◆ WORK REQUEST ◆
Please copy, with no word changed, only the run of lines that opens with the line containing "formatted as [403,71]." and closes with the last line below.

[Region pointing data]
>>>>>

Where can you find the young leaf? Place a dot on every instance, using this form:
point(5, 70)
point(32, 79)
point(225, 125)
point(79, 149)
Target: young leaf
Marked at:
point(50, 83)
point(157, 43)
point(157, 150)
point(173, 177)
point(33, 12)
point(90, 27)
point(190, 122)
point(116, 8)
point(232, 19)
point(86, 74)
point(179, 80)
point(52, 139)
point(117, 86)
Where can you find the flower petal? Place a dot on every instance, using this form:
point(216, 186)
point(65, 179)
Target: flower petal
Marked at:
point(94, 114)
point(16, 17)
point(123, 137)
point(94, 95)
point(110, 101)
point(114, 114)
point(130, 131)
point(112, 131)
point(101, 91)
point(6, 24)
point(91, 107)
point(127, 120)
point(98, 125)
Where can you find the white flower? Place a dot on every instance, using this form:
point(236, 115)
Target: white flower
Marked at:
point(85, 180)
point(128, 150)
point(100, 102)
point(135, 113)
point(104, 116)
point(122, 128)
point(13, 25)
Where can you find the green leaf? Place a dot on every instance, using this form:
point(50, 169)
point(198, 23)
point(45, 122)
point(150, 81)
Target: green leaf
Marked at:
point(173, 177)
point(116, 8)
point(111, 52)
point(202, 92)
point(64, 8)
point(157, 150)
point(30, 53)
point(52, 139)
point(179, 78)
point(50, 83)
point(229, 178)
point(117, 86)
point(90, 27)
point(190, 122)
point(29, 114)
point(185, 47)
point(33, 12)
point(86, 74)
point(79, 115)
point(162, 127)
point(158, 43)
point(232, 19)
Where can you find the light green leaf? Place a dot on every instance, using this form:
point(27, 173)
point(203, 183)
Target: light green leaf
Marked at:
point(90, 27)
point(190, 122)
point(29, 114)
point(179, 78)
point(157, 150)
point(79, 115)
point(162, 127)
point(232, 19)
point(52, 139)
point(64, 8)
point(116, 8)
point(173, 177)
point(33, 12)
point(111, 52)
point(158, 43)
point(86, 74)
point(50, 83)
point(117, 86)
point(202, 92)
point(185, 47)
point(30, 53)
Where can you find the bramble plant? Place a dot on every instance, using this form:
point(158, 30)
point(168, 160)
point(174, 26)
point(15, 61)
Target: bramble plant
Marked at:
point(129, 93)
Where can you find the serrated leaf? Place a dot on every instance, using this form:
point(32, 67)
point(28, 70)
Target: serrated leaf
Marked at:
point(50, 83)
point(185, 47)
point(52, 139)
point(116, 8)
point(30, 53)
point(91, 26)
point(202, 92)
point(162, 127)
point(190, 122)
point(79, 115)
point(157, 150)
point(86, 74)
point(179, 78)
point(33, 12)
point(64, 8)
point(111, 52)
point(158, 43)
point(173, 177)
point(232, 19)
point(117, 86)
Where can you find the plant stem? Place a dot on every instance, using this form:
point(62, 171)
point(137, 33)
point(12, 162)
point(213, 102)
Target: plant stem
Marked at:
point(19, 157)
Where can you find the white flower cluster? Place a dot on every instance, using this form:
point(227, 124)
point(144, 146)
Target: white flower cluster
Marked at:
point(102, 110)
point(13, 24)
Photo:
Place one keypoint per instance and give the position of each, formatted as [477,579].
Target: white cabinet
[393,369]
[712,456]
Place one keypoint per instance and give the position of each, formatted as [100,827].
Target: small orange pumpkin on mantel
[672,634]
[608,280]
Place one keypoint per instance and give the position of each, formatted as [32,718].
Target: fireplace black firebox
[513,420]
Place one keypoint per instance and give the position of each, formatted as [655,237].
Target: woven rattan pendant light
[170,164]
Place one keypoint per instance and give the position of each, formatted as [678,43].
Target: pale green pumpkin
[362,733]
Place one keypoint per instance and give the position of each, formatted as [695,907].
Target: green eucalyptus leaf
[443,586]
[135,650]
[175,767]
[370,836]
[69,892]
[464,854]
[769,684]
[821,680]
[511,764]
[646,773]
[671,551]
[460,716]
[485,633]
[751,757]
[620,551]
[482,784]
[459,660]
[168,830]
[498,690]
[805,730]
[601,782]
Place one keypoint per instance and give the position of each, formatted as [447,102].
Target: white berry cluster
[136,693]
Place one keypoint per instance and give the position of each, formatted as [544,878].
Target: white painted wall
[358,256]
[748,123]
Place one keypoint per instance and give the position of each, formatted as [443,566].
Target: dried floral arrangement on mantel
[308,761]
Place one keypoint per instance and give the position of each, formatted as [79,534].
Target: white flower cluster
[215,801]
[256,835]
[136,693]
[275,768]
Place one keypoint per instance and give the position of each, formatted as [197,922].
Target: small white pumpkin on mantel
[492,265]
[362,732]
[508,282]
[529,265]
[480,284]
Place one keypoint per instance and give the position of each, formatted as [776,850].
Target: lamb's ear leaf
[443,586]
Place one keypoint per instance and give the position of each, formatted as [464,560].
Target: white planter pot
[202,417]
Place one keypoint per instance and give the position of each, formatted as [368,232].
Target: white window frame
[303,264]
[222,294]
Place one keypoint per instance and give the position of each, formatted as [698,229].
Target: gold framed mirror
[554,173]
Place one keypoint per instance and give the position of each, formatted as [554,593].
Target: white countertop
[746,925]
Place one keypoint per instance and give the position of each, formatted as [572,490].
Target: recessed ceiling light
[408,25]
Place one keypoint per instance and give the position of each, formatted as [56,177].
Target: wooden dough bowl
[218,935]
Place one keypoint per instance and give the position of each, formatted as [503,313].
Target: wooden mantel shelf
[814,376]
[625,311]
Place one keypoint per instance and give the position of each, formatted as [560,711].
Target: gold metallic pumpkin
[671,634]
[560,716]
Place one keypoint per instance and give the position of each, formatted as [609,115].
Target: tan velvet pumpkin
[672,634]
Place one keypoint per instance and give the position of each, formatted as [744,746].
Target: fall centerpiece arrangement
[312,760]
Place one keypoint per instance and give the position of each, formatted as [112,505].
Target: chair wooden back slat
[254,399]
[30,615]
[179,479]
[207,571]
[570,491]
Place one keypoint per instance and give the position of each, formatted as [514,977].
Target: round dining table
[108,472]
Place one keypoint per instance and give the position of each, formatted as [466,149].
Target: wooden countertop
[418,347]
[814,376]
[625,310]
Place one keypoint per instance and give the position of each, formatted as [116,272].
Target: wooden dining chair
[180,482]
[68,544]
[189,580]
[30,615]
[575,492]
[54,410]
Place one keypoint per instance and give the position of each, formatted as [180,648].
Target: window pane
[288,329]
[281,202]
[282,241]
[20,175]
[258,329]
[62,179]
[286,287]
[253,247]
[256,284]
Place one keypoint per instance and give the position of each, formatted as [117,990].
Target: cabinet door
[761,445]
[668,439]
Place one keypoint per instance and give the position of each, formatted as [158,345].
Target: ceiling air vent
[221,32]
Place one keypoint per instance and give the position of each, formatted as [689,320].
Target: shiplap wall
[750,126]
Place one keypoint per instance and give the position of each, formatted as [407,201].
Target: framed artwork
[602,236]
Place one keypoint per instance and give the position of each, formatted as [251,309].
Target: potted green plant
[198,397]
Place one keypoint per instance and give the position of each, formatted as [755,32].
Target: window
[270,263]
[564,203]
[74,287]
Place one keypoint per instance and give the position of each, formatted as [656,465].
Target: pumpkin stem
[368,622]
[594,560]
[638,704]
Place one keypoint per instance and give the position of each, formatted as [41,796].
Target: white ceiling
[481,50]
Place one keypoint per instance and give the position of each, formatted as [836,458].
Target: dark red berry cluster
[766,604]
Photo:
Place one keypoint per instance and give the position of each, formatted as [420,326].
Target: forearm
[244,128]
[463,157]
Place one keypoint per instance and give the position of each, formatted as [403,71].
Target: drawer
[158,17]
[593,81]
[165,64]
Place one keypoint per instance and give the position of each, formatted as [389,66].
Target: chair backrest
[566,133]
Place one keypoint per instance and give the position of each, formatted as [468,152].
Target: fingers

<<<<<

◆ FINISHED TASK ◆
Place one keypoint per instance and give the position of each, formatted as [403,71].
Target: drawer
[158,17]
[593,81]
[165,64]
Place one keypoint per instance and give the position of each, formatted as [389,66].
Target: chair backrest
[566,133]
Place one keypoint per instance and give the position of each, formatted as [468,152].
Target: fingers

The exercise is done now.